PROBLEM STATEMENT: Begin at the line that holds "Target: building facade" and retype every line through the end of the material, both included. Leave out the pictures.

PROVIDED INFORMATION:
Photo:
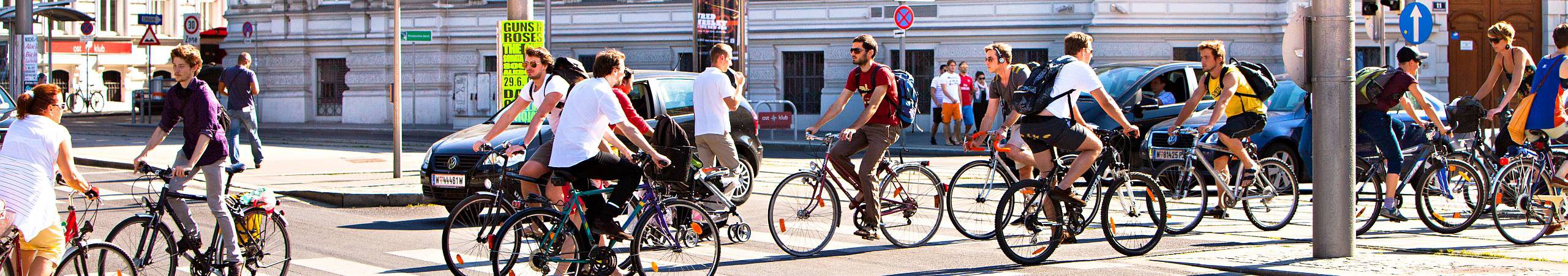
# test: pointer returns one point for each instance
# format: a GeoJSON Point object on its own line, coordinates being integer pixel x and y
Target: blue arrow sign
{"type": "Point", "coordinates": [1415, 23]}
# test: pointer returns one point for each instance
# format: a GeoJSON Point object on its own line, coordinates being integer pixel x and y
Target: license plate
{"type": "Point", "coordinates": [447, 181]}
{"type": "Point", "coordinates": [1169, 154]}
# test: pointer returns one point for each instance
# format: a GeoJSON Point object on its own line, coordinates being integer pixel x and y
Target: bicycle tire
{"type": "Point", "coordinates": [483, 215]}
{"type": "Point", "coordinates": [80, 261]}
{"type": "Point", "coordinates": [258, 241]}
{"type": "Point", "coordinates": [1153, 209]}
{"type": "Point", "coordinates": [1186, 196]}
{"type": "Point", "coordinates": [916, 185]}
{"type": "Point", "coordinates": [153, 252]}
{"type": "Point", "coordinates": [1284, 185]}
{"type": "Point", "coordinates": [1029, 226]}
{"type": "Point", "coordinates": [971, 215]}
{"type": "Point", "coordinates": [1468, 190]}
{"type": "Point", "coordinates": [704, 228]}
{"type": "Point", "coordinates": [778, 217]}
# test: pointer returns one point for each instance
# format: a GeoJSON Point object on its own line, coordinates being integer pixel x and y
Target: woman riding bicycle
{"type": "Point", "coordinates": [35, 149]}
{"type": "Point", "coordinates": [194, 102]}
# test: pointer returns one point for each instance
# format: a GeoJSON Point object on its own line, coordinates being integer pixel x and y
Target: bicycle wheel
{"type": "Point", "coordinates": [264, 244]}
{"type": "Point", "coordinates": [678, 239]}
{"type": "Point", "coordinates": [1370, 196]}
{"type": "Point", "coordinates": [1024, 233]}
{"type": "Point", "coordinates": [1278, 195]}
{"type": "Point", "coordinates": [527, 242]}
{"type": "Point", "coordinates": [1186, 196]}
{"type": "Point", "coordinates": [151, 245]}
{"type": "Point", "coordinates": [804, 214]}
{"type": "Point", "coordinates": [468, 231]}
{"type": "Point", "coordinates": [96, 258]}
{"type": "Point", "coordinates": [973, 196]}
{"type": "Point", "coordinates": [1133, 217]}
{"type": "Point", "coordinates": [918, 196]}
{"type": "Point", "coordinates": [1520, 215]}
{"type": "Point", "coordinates": [1452, 196]}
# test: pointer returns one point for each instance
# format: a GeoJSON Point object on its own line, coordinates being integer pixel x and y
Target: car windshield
{"type": "Point", "coordinates": [1117, 80]}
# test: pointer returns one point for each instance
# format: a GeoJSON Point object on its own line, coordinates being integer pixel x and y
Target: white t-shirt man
{"type": "Point", "coordinates": [584, 123]}
{"type": "Point", "coordinates": [1076, 77]}
{"type": "Point", "coordinates": [552, 85]}
{"type": "Point", "coordinates": [707, 101]}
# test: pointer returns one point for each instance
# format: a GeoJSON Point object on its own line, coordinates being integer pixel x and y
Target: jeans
{"type": "Point", "coordinates": [247, 120]}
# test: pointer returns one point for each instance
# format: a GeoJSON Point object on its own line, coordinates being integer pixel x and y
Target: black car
{"type": "Point", "coordinates": [454, 162]}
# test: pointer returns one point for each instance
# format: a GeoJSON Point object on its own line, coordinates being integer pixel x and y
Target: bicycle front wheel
{"type": "Point", "coordinates": [918, 198]}
{"type": "Point", "coordinates": [1133, 214]}
{"type": "Point", "coordinates": [681, 239]}
{"type": "Point", "coordinates": [96, 259]}
{"type": "Point", "coordinates": [973, 196]}
{"type": "Point", "coordinates": [1277, 195]}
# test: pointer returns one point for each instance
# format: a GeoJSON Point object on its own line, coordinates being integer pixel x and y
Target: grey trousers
{"type": "Point", "coordinates": [216, 192]}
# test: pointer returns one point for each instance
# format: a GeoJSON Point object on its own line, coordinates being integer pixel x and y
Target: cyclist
{"type": "Point", "coordinates": [1060, 124]}
{"type": "Point", "coordinates": [1242, 109]}
{"type": "Point", "coordinates": [194, 102]}
{"type": "Point", "coordinates": [1515, 66]}
{"type": "Point", "coordinates": [998, 60]}
{"type": "Point", "coordinates": [582, 127]}
{"type": "Point", "coordinates": [874, 130]}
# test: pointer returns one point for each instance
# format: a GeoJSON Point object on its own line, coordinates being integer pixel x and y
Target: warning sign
{"type": "Point", "coordinates": [511, 40]}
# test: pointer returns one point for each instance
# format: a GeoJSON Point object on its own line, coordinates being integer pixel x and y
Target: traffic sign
{"type": "Point", "coordinates": [1415, 23]}
{"type": "Point", "coordinates": [151, 38]}
{"type": "Point", "coordinates": [903, 18]}
{"type": "Point", "coordinates": [149, 20]}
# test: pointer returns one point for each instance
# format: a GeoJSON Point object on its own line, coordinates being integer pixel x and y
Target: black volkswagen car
{"type": "Point", "coordinates": [452, 170]}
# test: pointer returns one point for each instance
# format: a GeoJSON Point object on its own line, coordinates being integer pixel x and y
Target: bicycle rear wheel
{"type": "Point", "coordinates": [96, 259]}
{"type": "Point", "coordinates": [1133, 214]}
{"type": "Point", "coordinates": [1277, 182]}
{"type": "Point", "coordinates": [1186, 195]}
{"type": "Point", "coordinates": [918, 198]}
{"type": "Point", "coordinates": [973, 196]}
{"type": "Point", "coordinates": [804, 214]}
{"type": "Point", "coordinates": [1452, 196]}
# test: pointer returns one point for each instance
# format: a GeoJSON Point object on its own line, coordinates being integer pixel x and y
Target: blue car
{"type": "Point", "coordinates": [1286, 135]}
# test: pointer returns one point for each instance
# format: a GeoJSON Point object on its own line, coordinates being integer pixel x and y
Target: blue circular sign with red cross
{"type": "Point", "coordinates": [903, 18]}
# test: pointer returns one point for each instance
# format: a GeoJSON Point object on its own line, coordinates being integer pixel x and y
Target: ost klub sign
{"type": "Point", "coordinates": [718, 23]}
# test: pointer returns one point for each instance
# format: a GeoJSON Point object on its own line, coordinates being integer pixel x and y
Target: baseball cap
{"type": "Point", "coordinates": [1410, 52]}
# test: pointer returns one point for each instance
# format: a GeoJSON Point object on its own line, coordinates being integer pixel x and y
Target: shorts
{"type": "Point", "coordinates": [952, 113]}
{"type": "Point", "coordinates": [970, 115]}
{"type": "Point", "coordinates": [1045, 132]}
{"type": "Point", "coordinates": [51, 244]}
{"type": "Point", "coordinates": [1244, 124]}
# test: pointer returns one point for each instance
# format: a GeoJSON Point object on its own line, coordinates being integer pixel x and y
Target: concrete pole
{"type": "Point", "coordinates": [1332, 34]}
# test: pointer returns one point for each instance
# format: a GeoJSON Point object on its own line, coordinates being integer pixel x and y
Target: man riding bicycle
{"type": "Point", "coordinates": [877, 127]}
{"type": "Point", "coordinates": [1060, 124]}
{"type": "Point", "coordinates": [1242, 109]}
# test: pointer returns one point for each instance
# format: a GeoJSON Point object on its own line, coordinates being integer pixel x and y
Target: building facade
{"type": "Point", "coordinates": [330, 60]}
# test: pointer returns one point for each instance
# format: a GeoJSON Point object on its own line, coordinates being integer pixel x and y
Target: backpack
{"type": "Point", "coordinates": [1035, 93]}
{"type": "Point", "coordinates": [1370, 87]}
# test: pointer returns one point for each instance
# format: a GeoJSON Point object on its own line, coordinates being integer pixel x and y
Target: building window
{"type": "Point", "coordinates": [1186, 54]}
{"type": "Point", "coordinates": [804, 80]}
{"type": "Point", "coordinates": [922, 65]}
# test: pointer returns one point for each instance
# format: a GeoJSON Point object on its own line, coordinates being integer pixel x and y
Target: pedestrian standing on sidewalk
{"type": "Point", "coordinates": [239, 85]}
{"type": "Point", "coordinates": [35, 149]}
{"type": "Point", "coordinates": [194, 104]}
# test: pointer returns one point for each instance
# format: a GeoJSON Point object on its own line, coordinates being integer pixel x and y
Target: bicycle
{"type": "Point", "coordinates": [258, 228]}
{"type": "Point", "coordinates": [1186, 187]}
{"type": "Point", "coordinates": [1451, 188]}
{"type": "Point", "coordinates": [1023, 217]}
{"type": "Point", "coordinates": [910, 195]}
{"type": "Point", "coordinates": [541, 237]}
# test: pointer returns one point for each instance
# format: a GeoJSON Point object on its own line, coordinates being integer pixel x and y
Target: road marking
{"type": "Point", "coordinates": [345, 267]}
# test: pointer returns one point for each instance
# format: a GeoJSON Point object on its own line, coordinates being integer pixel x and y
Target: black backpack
{"type": "Point", "coordinates": [1037, 93]}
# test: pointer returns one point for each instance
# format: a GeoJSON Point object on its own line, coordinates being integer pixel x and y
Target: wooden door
{"type": "Point", "coordinates": [1468, 70]}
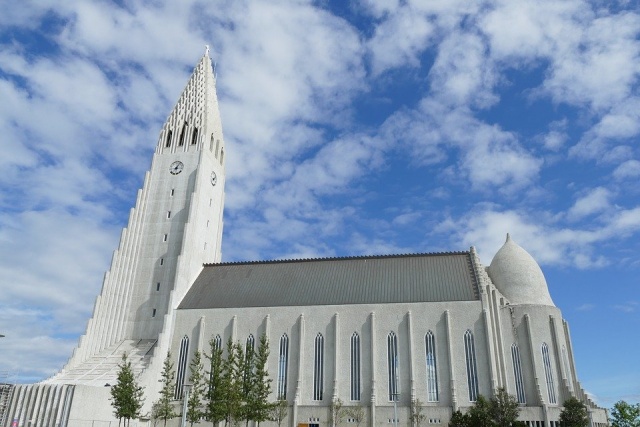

ANSWER TO THE PROBLEM:
Target: building facade
{"type": "Point", "coordinates": [330, 60]}
# test: pointer returns one point for each instance
# format: a GeoJSON Point object on its own line, coordinates being integer pixel x and y
Target: backpack
{"type": "Point", "coordinates": [1035, 93]}
{"type": "Point", "coordinates": [1370, 87]}
# test: pointer returns one point for each instance
# format: a GeoJSON Point object on its own line, coordinates being integer pixel x and y
Target: building window
{"type": "Point", "coordinates": [1186, 54]}
{"type": "Point", "coordinates": [804, 80]}
{"type": "Point", "coordinates": [922, 65]}
# test: pointer returns one point for each instance
# format: a GeoJSON Point object on its own line, coordinates being integer pixel x and y
Target: pedestrian standing on sidewalk
{"type": "Point", "coordinates": [239, 85]}
{"type": "Point", "coordinates": [35, 149]}
{"type": "Point", "coordinates": [194, 104]}
# test: pointer returns one point for each instance
# format: a GeoJSON Point object on its own line, coordinates being integer pixel x and y
Target: bicycle
{"type": "Point", "coordinates": [258, 228]}
{"type": "Point", "coordinates": [1186, 187]}
{"type": "Point", "coordinates": [1451, 188]}
{"type": "Point", "coordinates": [1023, 217]}
{"type": "Point", "coordinates": [910, 195]}
{"type": "Point", "coordinates": [541, 237]}
# test: pointer returns one point for each instance
# format: a GeoJSON Point object on its own line, coordinates being integer pixel x and y
Target: road marking
{"type": "Point", "coordinates": [345, 267]}
# test: pointer returns one point for each instance
# format: a GeoJSON Point object on its own line, coordinates being integer pixel x and y
Target: black backpack
{"type": "Point", "coordinates": [1037, 93]}
# test: pointer returns one point for each instance
# format: a GeoJSON Point object on its own line, coordinates being integer pixel x and y
Target: wooden door
{"type": "Point", "coordinates": [1468, 70]}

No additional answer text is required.